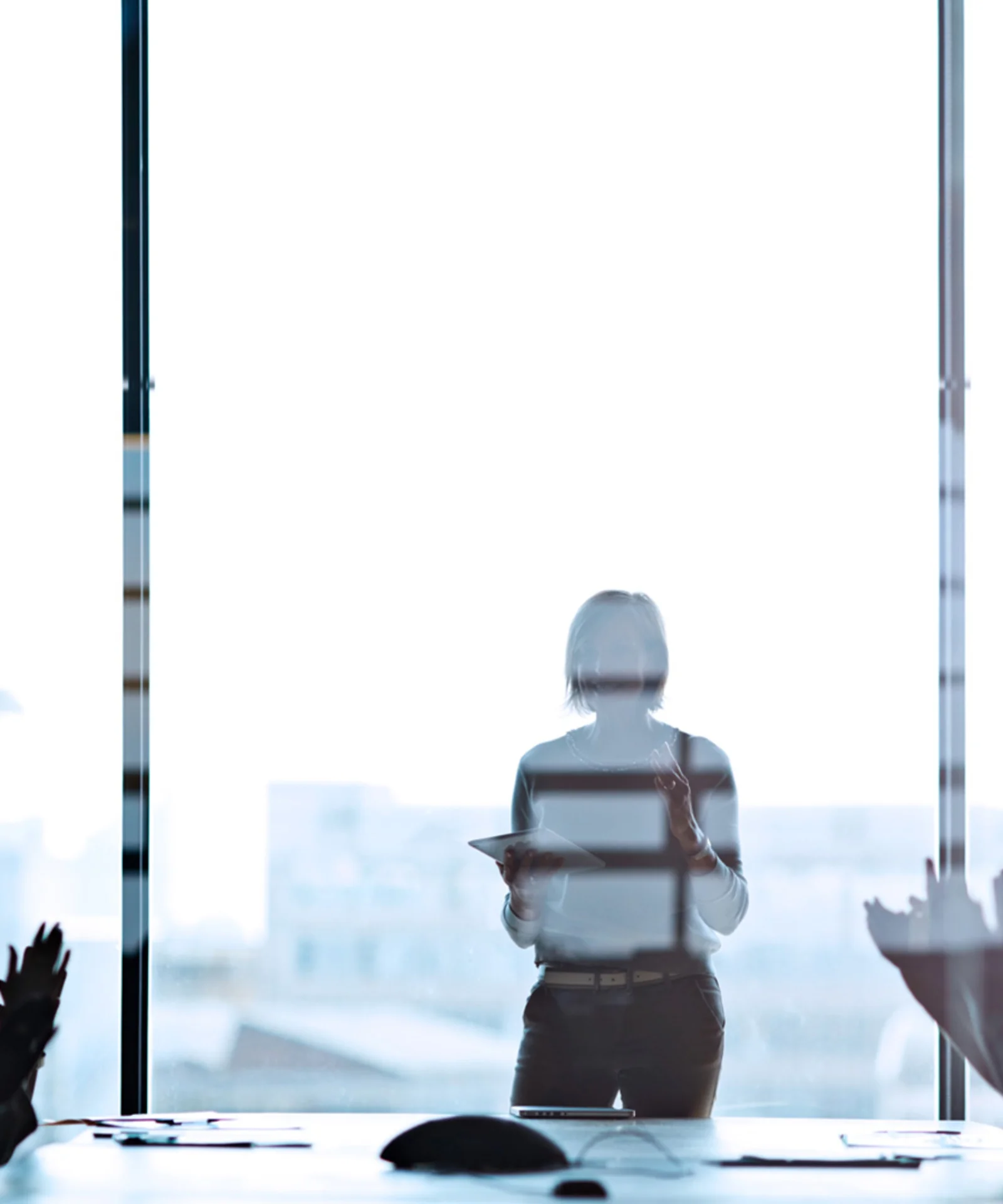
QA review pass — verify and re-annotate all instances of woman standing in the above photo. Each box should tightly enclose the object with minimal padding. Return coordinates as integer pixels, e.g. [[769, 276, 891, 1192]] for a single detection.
[[498, 590, 748, 1116]]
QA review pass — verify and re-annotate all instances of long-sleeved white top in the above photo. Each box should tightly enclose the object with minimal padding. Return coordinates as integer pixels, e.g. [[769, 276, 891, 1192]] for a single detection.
[[502, 724, 749, 964]]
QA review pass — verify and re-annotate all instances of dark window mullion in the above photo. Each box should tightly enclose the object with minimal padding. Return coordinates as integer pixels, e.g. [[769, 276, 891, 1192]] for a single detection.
[[122, 0, 150, 1114]]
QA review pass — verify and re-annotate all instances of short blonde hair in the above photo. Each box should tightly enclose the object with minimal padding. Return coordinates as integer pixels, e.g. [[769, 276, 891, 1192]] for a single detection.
[[565, 590, 668, 715]]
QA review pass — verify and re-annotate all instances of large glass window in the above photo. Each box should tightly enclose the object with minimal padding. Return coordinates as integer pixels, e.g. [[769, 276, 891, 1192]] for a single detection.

- - - - - - -

WHAT IS REQUIRED
Copy the records above word for word, leaving out the pictures.

ANSWER TO THE PROBLEM
QA review pass — verify and re-annotate all instances of woman standing in the above photo. Each box should tightly enclose the object with minimal padding. Return coordinates as integer pixels, e.g. [[769, 276, 891, 1192]] for a single detection.
[[498, 590, 748, 1116]]
QA review pass — verify and re-annotate all instances of long-sleeved white top in the above photo. Each box should tightly enclose the object with minimal padding. Return coordinates as integer pixels, e.g. [[769, 276, 891, 1192]] for a single detection.
[[502, 724, 749, 964]]
QA review pass — verify and re-annotate all instances of dark window mullion in the above photo. Each box should tightly enclose the object with minimal padding. Return coordinates as integer pixels, e.g. [[769, 276, 891, 1192]] for a single detection.
[[122, 0, 150, 1114]]
QA review pass — verify and re-annotate all instances of short blonde hair in the above photo. Each box should tightly enclose the object with minimal padding. Return coordinates as integer pixels, e.g. [[769, 276, 891, 1192]] for a single detection.
[[565, 590, 668, 715]]
QA review pass — verify and re-annotate all instances of large glass window in the above photo. Each box should tightly enclose the object with minimal padding. Return coordinates as integer pixels, e.g. [[769, 276, 891, 1192]] for a single detection.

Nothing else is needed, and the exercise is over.